Excerpts of pointing data:
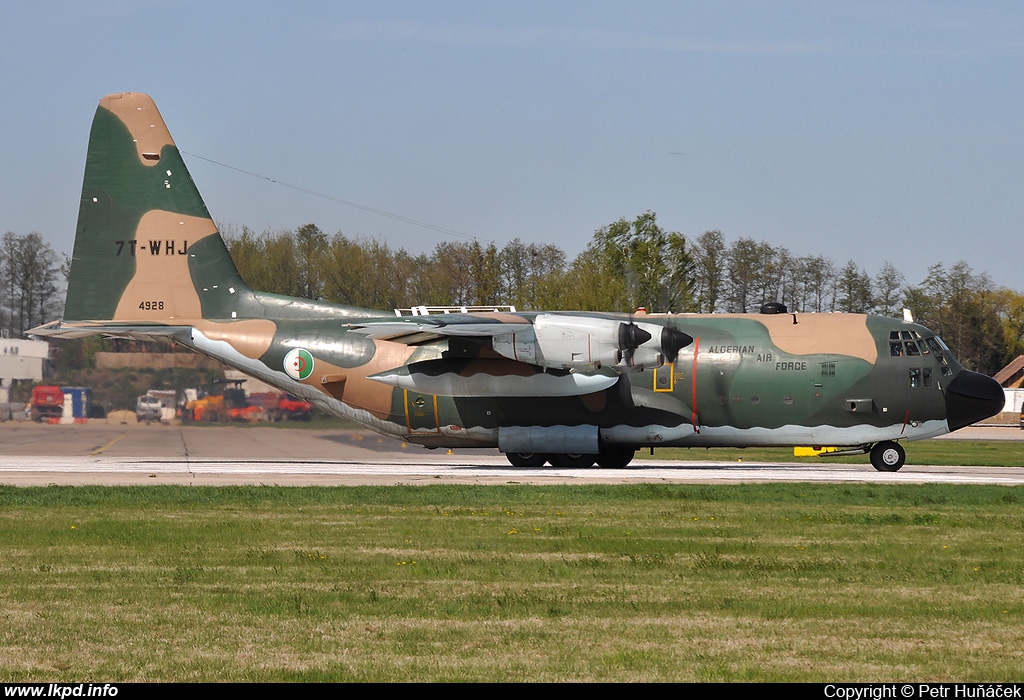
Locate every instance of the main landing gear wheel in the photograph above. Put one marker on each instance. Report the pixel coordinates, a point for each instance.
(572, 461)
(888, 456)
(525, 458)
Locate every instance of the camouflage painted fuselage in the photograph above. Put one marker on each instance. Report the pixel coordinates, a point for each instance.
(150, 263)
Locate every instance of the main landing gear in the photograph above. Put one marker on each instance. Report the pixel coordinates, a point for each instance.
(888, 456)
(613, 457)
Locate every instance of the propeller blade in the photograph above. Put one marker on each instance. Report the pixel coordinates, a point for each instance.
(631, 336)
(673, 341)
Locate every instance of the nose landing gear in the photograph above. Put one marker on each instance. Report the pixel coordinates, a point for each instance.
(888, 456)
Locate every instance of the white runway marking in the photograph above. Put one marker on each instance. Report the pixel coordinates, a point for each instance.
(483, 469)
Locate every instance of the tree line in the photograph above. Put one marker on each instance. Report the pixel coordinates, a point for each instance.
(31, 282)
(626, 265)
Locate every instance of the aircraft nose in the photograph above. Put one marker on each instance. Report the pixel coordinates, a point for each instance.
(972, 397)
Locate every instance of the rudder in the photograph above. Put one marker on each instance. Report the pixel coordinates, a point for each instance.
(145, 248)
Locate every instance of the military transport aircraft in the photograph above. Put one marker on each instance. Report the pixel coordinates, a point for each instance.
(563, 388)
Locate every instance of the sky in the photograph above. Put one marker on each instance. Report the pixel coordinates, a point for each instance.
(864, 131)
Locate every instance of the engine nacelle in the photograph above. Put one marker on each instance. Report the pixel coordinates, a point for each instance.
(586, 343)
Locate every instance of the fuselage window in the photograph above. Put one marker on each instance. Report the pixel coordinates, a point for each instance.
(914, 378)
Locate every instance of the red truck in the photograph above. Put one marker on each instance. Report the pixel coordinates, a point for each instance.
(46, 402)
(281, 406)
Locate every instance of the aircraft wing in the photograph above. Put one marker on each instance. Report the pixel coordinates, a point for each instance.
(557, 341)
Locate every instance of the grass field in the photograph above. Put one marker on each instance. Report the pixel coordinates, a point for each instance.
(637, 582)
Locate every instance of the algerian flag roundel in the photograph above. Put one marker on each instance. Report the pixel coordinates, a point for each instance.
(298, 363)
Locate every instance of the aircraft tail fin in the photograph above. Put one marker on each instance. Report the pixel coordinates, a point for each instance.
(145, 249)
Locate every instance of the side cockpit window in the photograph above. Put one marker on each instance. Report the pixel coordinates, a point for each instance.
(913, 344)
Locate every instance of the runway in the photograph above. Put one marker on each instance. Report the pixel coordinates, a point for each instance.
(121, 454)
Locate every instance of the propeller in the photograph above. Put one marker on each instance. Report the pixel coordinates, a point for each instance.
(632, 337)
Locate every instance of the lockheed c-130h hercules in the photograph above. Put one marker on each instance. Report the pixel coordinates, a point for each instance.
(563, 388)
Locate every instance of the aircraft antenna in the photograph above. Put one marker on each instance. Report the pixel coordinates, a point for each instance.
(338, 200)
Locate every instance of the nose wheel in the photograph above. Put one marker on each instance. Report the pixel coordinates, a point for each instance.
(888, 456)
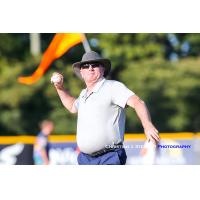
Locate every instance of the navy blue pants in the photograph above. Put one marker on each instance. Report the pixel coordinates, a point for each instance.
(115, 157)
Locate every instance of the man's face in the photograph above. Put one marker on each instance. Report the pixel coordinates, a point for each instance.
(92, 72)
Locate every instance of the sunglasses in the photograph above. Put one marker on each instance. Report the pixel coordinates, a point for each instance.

__Exercise prompt__. Beginning at the line where "Locate every instance of the navy" appears, extract each line through the end of the data above; keep them exact and include nothing else.

__Result of this exercise__.
Locate every instance of the navy blue pants in the photograph above. Put one marker on each instance. Report the pixel coordinates, a point for each instance.
(115, 157)
Locate every instance of the man's face in the photograph above. Put one marker on each instance. Report the pixel coordinates, a point for each instance.
(92, 72)
Locate every instance of the sunglasses in the photograph above. Put one marker on each instance. Report the pixel coordinates, a point for each instance.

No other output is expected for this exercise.